Mais c’est sans compter l’entou­rage proche : ma chère compagne – qui croit que le petit bonhomme vert de la série s’appelle Yogi et qui n’avait pas de souve­nir de combat au sabre laser – ne voulait pas passer à côté pour comprendre les conver­sa­tions à table.

Un commen­ta­teur de la culture geek faisait remar­quer il y a quelques temps que si les geeks croient faire partie de la Résis­tance, ils sont en fait devenus l’Empire. Et je suis tout à fait d’accord avec ce point de vue. Je suis assez vieux pour avoir assis­té au dévelop­pe­ment de la culture geek : un goût pour les univers imagi­naires (SF, fanta­sy, horreur, comics…) qui était en marge de la culture populaire et intel­lec­tuelle de l’époque auquel on colle un besoin de règles fortes (jeux de rôles, univers conscien­cieu­se­ment décrit…). Mais, de nos jours, le geek c’est monsieur tout le monde. C’est votre facteur, votre boulan­gère et votre petit neveu. La culture de référence, c’est la culture geek et on est loin de l’époque où il fallait avoir vu le dernier Godard ou Felli­ni pour briller en socié­té. De nos jours, c’est Star Wars qu’il faut citer à table.

============

## Consigne
Recopiez mot pour mot un passage de l'extrait sur la culture geek : commencez aux mots « Un commen­ta­teur de » et arrêtez-vous après « faut citer à table. ».

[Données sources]
============

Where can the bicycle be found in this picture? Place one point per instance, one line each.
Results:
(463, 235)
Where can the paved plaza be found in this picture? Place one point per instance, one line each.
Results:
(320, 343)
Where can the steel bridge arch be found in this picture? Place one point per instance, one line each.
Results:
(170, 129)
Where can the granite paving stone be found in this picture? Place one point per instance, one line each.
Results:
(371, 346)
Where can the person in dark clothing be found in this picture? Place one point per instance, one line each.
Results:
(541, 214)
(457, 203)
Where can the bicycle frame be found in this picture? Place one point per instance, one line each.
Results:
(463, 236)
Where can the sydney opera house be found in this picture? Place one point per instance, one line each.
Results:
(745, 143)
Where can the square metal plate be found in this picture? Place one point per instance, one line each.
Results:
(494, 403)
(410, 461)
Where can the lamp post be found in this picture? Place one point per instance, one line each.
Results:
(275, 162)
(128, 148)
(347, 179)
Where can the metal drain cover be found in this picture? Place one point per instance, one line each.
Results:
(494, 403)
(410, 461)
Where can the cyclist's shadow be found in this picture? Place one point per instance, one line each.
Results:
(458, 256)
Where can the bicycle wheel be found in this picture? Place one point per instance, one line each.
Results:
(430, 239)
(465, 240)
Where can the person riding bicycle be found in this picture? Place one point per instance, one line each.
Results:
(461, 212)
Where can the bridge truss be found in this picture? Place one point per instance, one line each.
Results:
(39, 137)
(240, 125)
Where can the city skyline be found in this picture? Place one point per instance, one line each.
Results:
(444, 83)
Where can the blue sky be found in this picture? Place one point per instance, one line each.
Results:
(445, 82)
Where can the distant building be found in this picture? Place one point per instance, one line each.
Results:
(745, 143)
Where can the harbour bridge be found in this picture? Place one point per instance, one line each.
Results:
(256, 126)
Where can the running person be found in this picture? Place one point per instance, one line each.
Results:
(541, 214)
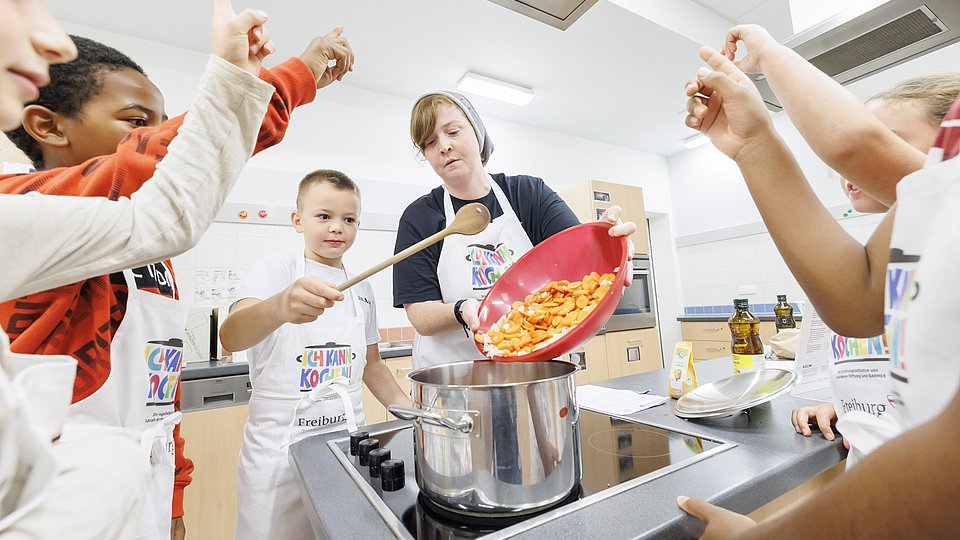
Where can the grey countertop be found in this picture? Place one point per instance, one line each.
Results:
(769, 460)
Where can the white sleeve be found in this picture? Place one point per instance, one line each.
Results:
(49, 241)
(370, 320)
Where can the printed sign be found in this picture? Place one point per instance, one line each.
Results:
(164, 360)
(487, 264)
(320, 363)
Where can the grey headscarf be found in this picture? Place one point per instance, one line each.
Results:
(486, 145)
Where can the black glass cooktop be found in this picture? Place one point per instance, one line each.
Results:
(617, 454)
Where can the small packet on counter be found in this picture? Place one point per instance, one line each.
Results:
(682, 377)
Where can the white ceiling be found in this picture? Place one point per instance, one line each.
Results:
(613, 76)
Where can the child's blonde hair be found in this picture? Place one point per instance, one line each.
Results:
(336, 179)
(935, 93)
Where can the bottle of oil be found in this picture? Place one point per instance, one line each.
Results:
(784, 313)
(745, 341)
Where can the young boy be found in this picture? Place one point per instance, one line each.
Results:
(91, 105)
(309, 354)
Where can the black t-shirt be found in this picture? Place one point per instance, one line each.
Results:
(540, 210)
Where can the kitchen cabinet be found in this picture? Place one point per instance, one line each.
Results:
(213, 439)
(373, 410)
(711, 339)
(589, 199)
(633, 351)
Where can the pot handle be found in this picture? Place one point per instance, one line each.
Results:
(463, 425)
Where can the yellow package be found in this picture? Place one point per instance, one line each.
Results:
(682, 377)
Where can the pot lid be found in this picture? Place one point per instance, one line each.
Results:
(735, 393)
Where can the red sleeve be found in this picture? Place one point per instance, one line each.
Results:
(123, 172)
(183, 465)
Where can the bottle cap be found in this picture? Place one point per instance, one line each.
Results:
(377, 457)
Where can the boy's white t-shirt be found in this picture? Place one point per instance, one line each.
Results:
(277, 272)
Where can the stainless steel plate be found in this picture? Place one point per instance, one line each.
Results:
(735, 393)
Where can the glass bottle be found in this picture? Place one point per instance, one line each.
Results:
(784, 313)
(745, 341)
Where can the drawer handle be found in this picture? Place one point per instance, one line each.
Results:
(219, 398)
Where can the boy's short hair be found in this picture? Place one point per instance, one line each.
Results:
(934, 93)
(72, 85)
(336, 179)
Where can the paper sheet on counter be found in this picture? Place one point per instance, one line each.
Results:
(614, 401)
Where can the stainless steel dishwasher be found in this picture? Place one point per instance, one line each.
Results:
(214, 392)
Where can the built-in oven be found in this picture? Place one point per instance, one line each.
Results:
(638, 306)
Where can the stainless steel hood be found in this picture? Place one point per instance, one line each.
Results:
(855, 44)
(557, 13)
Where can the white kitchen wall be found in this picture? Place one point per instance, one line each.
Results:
(365, 134)
(715, 272)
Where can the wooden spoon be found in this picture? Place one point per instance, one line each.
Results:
(470, 219)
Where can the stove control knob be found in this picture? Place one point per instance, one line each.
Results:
(377, 457)
(355, 439)
(392, 476)
(364, 447)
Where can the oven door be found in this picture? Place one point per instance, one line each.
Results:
(637, 308)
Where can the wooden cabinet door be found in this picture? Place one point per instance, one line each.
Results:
(400, 367)
(633, 351)
(213, 439)
(630, 199)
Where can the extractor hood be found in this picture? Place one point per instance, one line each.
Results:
(853, 45)
(557, 13)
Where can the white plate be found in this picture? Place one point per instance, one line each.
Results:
(735, 393)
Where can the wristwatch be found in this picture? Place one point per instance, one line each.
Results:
(459, 316)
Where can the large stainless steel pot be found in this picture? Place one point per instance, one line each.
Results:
(495, 438)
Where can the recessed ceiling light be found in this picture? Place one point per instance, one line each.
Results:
(697, 140)
(481, 85)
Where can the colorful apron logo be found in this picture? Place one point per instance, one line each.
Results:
(164, 360)
(321, 363)
(487, 264)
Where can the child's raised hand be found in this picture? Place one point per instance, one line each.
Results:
(755, 38)
(240, 38)
(724, 105)
(306, 299)
(323, 49)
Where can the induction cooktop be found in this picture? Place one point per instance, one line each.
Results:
(617, 454)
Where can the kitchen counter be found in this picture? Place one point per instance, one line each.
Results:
(769, 460)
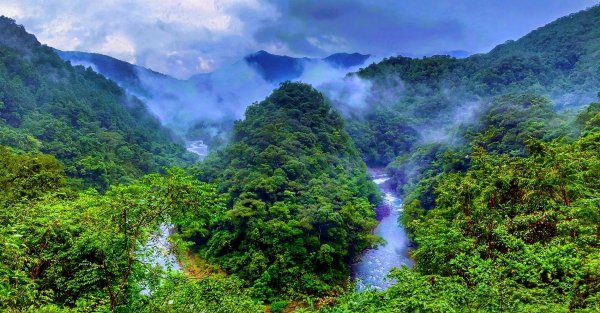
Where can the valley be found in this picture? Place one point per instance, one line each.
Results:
(270, 171)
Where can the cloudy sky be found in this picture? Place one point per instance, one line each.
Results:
(185, 37)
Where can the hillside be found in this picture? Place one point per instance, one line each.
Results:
(204, 106)
(100, 134)
(299, 202)
(416, 101)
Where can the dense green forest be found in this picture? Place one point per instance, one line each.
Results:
(496, 156)
(299, 201)
(559, 61)
(506, 223)
(86, 121)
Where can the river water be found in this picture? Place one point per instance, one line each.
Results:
(375, 264)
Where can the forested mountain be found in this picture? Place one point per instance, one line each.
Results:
(204, 106)
(100, 134)
(496, 156)
(129, 76)
(299, 202)
(501, 183)
(413, 100)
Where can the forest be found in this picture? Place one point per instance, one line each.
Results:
(496, 157)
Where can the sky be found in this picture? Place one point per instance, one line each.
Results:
(182, 38)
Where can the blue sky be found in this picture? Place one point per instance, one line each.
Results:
(185, 37)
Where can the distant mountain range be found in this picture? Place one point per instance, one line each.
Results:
(223, 93)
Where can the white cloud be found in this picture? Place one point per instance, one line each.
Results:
(179, 38)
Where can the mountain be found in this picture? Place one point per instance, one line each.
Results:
(277, 68)
(431, 94)
(127, 75)
(300, 200)
(204, 106)
(100, 134)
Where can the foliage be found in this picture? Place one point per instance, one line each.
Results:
(299, 202)
(83, 119)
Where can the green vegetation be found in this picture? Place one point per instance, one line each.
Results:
(63, 250)
(81, 118)
(515, 232)
(299, 202)
(412, 97)
(502, 190)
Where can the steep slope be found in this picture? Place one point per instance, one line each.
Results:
(99, 133)
(299, 198)
(425, 97)
(127, 75)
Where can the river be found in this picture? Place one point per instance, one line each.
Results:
(375, 264)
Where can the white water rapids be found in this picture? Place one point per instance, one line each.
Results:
(375, 264)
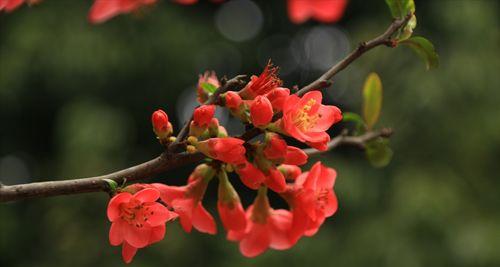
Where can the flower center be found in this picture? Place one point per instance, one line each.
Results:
(322, 198)
(303, 120)
(135, 213)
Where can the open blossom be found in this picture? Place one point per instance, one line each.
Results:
(209, 78)
(250, 175)
(186, 201)
(262, 84)
(312, 199)
(137, 220)
(231, 211)
(291, 172)
(307, 120)
(326, 11)
(227, 149)
(103, 10)
(261, 111)
(277, 97)
(266, 228)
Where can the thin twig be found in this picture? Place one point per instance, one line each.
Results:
(359, 141)
(171, 159)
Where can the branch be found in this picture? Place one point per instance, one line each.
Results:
(384, 39)
(170, 159)
(359, 141)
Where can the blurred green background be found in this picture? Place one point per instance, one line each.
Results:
(75, 101)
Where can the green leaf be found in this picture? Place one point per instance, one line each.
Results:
(400, 8)
(372, 99)
(209, 88)
(424, 49)
(356, 118)
(408, 29)
(111, 184)
(378, 152)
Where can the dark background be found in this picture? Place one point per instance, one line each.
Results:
(76, 99)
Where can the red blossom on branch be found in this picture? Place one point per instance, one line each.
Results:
(137, 220)
(307, 120)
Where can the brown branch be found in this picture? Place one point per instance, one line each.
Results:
(359, 141)
(384, 39)
(170, 159)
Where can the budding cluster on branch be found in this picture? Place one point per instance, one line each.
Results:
(139, 212)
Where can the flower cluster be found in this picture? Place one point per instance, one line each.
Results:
(139, 212)
(299, 11)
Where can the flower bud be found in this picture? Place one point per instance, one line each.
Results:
(161, 126)
(233, 100)
(261, 111)
(203, 115)
(207, 80)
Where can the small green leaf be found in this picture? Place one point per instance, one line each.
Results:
(424, 49)
(400, 8)
(378, 152)
(209, 88)
(356, 118)
(372, 99)
(408, 29)
(111, 184)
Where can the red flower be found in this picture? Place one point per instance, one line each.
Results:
(161, 126)
(261, 111)
(291, 172)
(229, 205)
(227, 149)
(186, 201)
(262, 84)
(275, 180)
(250, 175)
(312, 200)
(277, 97)
(103, 10)
(11, 5)
(186, 2)
(137, 220)
(266, 228)
(209, 78)
(203, 115)
(307, 120)
(233, 100)
(326, 11)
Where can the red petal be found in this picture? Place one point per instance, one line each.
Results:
(295, 156)
(232, 218)
(116, 233)
(137, 237)
(203, 221)
(159, 214)
(114, 205)
(157, 234)
(299, 10)
(128, 252)
(276, 181)
(147, 195)
(280, 224)
(256, 241)
(103, 10)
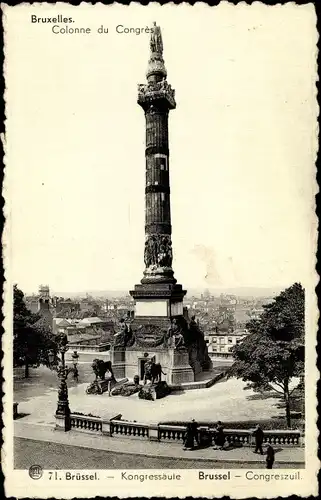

============

## Résultat
Un commen­ta­teur de la culture geek faisait remar­quer il y a quelques temps que si les geeks croient faire partie de la Résis­tance, ils sont en fait devenus l’Empire. Et je suis tout à fait d’accord avec ce point de vue. Je suis assez vieux pour avoir assis­té au dévelop­pe­ment de la culture geek : un goût pour les univers imagi­naires (SF, fanta­sy, horreur, comics…) qui était en marge de la culture populaire et intel­lec­tuelle de l’époque auquel on colle un besoin de règles fortes (jeux de rôles, univers conscien­cieu­se­ment décrit…). Mais, de nos jours, le geek c’est monsieur tout le monde. C’est votre facteur, votre boulan­gère et votre petit neveu. La culture de référence, c’est la culture geek et on est loin de l’époque où il fallait avoir vu le dernier Godard ou Felli­ni pour briller en socié­té. De nos jours, c’est Star Wars qu’il faut citer à table.